Below are some records; work out how many of their lines contain "white" and give the number only.

##### Given data

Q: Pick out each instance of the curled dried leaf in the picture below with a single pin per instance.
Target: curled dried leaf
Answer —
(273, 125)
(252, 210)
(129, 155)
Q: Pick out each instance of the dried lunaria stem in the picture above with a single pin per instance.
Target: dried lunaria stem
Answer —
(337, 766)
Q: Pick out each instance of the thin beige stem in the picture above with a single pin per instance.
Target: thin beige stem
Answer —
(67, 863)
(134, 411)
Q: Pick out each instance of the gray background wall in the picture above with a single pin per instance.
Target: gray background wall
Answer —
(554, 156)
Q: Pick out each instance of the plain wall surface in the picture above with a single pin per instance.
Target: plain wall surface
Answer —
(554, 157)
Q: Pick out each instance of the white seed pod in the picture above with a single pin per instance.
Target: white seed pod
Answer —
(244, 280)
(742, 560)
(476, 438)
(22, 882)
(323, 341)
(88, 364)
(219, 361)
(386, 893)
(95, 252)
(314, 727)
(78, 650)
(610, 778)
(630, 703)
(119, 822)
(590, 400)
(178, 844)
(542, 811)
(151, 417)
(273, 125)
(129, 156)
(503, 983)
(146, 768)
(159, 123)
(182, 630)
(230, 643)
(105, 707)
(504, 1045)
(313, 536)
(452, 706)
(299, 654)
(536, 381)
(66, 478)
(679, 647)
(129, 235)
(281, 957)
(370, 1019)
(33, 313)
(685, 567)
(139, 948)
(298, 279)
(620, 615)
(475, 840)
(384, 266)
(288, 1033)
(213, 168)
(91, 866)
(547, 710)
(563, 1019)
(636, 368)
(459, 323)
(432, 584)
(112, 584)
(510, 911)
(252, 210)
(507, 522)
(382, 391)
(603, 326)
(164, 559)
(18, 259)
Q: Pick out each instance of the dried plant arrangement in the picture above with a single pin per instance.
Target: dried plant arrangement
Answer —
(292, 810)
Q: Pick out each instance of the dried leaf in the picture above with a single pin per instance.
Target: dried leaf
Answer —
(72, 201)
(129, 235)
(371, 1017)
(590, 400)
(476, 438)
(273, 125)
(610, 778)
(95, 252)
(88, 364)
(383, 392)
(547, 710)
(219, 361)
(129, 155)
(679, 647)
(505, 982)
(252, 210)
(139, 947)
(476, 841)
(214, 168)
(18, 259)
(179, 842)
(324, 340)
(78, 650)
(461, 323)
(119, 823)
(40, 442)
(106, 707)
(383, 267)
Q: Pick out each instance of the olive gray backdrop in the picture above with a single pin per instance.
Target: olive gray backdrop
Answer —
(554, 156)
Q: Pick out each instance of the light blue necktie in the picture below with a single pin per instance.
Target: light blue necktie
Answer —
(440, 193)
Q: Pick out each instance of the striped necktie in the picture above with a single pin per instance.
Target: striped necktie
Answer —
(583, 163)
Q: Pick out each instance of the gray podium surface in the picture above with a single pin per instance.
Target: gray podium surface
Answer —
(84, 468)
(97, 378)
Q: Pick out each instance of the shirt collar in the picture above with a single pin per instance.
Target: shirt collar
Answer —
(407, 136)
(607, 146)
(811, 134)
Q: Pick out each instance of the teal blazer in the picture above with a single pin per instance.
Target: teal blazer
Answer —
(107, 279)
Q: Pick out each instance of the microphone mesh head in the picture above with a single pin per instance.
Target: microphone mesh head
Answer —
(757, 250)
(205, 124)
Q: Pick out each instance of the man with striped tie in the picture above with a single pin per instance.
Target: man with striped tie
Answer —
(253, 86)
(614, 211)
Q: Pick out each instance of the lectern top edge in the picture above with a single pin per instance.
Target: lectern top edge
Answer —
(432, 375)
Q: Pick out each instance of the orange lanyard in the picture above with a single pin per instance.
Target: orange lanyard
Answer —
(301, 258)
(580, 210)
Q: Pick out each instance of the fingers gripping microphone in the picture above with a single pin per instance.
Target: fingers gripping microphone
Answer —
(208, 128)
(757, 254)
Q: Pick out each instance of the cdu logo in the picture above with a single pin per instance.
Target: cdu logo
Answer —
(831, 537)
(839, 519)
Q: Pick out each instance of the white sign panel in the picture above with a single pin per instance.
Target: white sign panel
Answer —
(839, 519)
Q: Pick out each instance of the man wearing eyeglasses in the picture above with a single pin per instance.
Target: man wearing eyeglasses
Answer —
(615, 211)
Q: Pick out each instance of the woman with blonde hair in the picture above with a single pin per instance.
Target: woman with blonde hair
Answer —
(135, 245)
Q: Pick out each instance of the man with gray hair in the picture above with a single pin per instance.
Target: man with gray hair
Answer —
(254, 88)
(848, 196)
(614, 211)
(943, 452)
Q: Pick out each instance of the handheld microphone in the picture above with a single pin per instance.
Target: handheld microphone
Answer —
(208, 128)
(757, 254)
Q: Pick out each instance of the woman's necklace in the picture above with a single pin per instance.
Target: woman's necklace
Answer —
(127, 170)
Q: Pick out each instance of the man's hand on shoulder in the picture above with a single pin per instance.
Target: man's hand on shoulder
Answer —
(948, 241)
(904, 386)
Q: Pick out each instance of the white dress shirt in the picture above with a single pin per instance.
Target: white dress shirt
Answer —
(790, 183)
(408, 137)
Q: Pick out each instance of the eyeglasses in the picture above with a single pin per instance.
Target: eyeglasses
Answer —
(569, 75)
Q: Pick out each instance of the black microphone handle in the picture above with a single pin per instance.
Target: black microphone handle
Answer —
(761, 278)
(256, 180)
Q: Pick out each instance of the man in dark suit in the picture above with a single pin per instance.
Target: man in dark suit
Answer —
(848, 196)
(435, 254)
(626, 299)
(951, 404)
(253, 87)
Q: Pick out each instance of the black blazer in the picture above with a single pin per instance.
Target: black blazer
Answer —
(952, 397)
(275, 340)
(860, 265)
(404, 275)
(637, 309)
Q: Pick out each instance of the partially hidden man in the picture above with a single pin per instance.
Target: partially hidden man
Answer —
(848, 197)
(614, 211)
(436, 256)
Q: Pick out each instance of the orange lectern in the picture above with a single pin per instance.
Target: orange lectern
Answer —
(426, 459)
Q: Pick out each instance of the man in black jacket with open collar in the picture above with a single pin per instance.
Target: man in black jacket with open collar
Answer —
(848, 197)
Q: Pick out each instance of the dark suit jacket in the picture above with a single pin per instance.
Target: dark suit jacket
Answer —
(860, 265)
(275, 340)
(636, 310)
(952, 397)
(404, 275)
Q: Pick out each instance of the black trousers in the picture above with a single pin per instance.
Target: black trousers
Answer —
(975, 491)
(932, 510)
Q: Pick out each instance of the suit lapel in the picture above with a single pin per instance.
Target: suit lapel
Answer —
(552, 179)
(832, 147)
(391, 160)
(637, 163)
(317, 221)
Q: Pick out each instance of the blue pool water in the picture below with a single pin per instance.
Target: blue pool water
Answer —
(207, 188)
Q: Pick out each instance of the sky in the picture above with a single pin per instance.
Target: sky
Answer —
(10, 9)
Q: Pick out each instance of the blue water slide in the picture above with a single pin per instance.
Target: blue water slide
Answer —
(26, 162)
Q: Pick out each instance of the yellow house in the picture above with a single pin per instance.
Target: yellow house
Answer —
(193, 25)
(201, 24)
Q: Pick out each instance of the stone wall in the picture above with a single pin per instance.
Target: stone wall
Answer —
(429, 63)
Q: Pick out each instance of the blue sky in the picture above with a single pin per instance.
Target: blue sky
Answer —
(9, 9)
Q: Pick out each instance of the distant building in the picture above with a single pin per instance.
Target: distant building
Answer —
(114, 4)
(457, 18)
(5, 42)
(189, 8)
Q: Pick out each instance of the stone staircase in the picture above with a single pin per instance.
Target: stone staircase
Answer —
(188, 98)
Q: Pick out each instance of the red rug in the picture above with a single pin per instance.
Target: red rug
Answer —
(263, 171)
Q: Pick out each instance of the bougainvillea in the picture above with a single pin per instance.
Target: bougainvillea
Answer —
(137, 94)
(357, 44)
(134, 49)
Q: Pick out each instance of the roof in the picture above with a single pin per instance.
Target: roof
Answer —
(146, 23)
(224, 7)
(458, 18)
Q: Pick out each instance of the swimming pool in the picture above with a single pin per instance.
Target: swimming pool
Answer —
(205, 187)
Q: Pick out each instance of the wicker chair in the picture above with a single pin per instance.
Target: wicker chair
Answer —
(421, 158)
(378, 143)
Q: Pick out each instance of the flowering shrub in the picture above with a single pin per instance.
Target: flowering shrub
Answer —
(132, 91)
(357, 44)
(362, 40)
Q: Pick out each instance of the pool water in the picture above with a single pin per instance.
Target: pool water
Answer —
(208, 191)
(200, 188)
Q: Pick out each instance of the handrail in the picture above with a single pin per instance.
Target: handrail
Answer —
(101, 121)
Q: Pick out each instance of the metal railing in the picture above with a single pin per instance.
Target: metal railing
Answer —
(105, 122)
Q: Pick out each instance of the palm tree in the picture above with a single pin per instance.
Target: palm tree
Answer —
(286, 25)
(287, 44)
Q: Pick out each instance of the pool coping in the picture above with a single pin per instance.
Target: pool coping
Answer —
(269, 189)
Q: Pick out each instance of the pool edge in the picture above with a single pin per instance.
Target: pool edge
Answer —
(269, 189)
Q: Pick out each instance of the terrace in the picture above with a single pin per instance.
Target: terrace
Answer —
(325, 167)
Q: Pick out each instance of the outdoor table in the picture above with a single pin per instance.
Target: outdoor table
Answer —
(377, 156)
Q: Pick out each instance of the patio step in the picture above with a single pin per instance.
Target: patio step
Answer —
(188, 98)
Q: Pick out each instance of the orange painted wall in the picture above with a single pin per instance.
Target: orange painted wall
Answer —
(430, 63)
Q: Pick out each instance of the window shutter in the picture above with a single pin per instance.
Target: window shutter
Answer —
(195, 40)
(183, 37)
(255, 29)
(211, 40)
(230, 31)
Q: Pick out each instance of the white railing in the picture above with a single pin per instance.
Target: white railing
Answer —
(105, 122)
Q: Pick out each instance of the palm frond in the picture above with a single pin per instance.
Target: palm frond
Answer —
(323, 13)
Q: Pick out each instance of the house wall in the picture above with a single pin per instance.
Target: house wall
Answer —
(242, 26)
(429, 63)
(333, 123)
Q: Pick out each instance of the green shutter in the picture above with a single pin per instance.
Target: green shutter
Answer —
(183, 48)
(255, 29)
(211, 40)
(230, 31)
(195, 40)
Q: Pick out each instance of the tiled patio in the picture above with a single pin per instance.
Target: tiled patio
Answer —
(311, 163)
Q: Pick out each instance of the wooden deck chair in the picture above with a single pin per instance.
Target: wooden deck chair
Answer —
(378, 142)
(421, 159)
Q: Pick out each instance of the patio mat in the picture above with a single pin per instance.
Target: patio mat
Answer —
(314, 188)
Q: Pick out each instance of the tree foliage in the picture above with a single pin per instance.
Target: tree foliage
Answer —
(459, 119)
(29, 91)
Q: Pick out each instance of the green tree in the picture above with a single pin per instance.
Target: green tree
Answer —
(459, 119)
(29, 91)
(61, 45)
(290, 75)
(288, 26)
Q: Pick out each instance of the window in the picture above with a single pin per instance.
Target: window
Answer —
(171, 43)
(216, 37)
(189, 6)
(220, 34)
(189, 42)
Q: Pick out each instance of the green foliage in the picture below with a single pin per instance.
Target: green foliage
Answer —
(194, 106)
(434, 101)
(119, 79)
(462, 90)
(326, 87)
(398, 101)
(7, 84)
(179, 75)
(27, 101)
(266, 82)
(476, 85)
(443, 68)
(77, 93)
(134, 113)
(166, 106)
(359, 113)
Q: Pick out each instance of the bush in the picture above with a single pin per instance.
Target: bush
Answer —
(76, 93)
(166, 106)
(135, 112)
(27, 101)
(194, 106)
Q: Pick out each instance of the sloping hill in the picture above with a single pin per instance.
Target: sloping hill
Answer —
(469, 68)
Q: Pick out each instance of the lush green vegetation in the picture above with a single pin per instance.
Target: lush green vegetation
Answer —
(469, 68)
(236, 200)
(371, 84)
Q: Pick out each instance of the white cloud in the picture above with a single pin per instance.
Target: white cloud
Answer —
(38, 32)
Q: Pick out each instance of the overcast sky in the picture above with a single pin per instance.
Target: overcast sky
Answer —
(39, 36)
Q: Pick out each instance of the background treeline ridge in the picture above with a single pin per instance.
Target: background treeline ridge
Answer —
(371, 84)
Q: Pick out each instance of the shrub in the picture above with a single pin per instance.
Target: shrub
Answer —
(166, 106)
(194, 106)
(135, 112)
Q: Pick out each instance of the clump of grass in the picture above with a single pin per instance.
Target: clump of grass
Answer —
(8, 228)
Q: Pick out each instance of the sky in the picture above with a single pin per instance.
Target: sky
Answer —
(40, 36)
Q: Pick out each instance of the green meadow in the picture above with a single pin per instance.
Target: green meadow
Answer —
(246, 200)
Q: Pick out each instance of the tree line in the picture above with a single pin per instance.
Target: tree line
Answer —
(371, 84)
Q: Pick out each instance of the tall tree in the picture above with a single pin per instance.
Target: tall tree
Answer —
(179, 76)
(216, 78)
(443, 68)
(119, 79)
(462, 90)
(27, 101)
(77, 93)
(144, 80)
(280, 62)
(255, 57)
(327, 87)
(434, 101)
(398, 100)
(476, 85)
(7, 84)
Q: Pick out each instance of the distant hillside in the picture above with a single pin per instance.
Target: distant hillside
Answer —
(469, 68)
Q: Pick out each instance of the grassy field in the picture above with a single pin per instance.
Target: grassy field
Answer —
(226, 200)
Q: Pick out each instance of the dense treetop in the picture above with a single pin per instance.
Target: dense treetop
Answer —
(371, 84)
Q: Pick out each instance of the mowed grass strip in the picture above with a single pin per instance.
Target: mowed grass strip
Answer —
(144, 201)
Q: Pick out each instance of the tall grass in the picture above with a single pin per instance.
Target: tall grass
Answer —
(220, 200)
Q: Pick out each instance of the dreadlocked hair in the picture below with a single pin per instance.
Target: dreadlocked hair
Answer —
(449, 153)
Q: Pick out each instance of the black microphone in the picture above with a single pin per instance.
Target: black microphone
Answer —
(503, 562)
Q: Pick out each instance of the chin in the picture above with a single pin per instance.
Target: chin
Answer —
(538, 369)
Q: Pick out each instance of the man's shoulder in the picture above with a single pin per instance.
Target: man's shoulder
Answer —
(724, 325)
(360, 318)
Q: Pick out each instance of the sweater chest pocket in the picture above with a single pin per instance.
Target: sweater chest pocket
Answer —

##########

[The completed task] 10